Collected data

_____

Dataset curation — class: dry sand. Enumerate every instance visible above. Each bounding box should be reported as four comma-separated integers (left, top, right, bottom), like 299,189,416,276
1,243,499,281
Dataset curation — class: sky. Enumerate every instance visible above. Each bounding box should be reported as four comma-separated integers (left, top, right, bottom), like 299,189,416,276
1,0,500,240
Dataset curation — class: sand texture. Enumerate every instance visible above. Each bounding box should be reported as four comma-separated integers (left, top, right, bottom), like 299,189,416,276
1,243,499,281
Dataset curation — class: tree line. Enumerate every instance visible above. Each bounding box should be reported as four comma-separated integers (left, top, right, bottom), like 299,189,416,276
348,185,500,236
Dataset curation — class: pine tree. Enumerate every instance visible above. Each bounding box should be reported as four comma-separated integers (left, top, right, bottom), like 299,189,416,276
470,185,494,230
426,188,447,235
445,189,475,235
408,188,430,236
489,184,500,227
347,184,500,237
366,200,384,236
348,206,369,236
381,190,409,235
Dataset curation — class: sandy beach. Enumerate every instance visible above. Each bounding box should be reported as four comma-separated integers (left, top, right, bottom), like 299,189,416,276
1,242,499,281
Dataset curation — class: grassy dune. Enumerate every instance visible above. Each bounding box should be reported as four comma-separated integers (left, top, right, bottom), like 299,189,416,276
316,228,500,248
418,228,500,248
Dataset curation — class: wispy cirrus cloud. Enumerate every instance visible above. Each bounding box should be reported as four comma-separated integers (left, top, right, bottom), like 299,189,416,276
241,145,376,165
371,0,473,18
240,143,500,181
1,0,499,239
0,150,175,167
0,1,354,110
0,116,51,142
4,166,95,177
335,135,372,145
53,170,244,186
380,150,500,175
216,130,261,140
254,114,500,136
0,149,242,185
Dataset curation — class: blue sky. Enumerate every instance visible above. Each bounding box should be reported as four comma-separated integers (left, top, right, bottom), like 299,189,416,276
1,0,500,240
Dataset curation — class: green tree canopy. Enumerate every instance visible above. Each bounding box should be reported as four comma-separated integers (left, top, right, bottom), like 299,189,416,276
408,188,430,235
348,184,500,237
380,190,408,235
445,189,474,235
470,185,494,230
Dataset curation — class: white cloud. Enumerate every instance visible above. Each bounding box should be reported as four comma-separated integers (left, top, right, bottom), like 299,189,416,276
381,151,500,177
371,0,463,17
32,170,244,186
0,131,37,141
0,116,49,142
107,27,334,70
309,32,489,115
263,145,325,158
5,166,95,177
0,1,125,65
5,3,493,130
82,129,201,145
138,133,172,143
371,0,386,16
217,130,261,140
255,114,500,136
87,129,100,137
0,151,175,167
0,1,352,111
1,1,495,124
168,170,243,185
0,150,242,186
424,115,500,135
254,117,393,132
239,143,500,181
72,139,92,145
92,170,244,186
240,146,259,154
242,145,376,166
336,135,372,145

_____

TRY IT:
Your answer must be the records above, repeated exactly.

TASK SOLUTION:
Dataset curation — class: dry sand. Enumerate every instance visible above. Each bounding box should be reported as four comma-separated integers (left, top, right, bottom), like 299,189,416,276
1,243,499,281
Dataset curation — class: sky. Enumerate every instance visible above. Each bounding box should be reported as four comma-separated integers (left, top, right, bottom), like 299,189,416,276
1,0,500,240
Dataset curation — class: sand texture. Enumerate every instance visible above. Each bounding box should be reported as four comma-separated integers (left, top, right, bottom), like 299,189,416,276
1,243,499,281
Dataset curation — class: tree line. Enumerate every instance visible above. Each bounding box should be reported as four comma-separated integers (left, top, right, bottom), like 299,189,416,276
348,185,500,236
Dataset curation — class: pine tree. Enumerate every instance visible above. Each bounding box should be reported as four comma-separated integers (left, top, right, bottom), like 299,189,416,276
470,185,494,230
426,188,447,235
445,189,475,235
408,188,430,236
489,184,500,227
347,184,500,237
366,200,384,236
348,206,369,236
381,190,409,235
Dataset curation — class: sandy beach. Enumerate every instance visible above. Each bounding box should be reported as four comma-separated integers (left, top, right, bottom), like 299,189,416,276
1,242,499,281
Dataset curation — class: grassy dune. Enumerate every instance visible above. Each bounding box should be reported as four comma-separated integers (left, top, right, bottom), like 299,189,416,276
316,228,500,248
418,228,500,248
Dataset curation — class: wispy cirrus cloud. Enumerate every instance visible above. Each bounding box should be reported as four comma-separated integers (left, top, right, bottom), like 299,189,416,276
241,145,376,165
371,0,473,18
240,143,500,181
1,0,499,239
0,150,175,167
0,1,354,110
0,116,51,142
4,166,95,177
335,135,372,145
53,170,244,186
380,150,500,175
216,130,261,140
254,114,500,136
0,149,242,185
Dataset curation — class: blue sky. Enumerate every instance visible above. Each bounding box should be reported as four comma-separated integers (left, top, right, bottom), like 299,189,416,276
1,0,500,240
Dataset curation — class: green tree canopy. Enumerate every instance visible above. Each bounding box should be reported as four comma-separated integers (left, top, right, bottom), like 299,189,416,276
408,188,430,235
348,184,500,237
380,190,408,235
445,189,474,235
470,185,494,230
Dataset curation — class: white cloud. Enumerate every instance visible above. Each bounding box should be reported as four comma-separated integers (left, top, right, bottom), like 299,189,416,276
381,151,500,177
371,0,463,17
32,170,244,186
0,131,37,141
0,116,49,142
107,27,334,70
309,32,489,115
263,145,325,158
5,166,95,177
0,1,125,65
5,3,493,130
82,129,201,145
138,133,172,143
371,0,386,16
217,130,261,140
255,114,500,136
87,129,100,137
0,151,175,167
0,1,352,111
1,1,495,124
168,170,243,185
0,150,242,186
424,115,500,135
254,117,393,132
239,143,500,181
72,139,92,145
92,170,244,186
240,146,259,154
242,145,376,166
336,135,372,145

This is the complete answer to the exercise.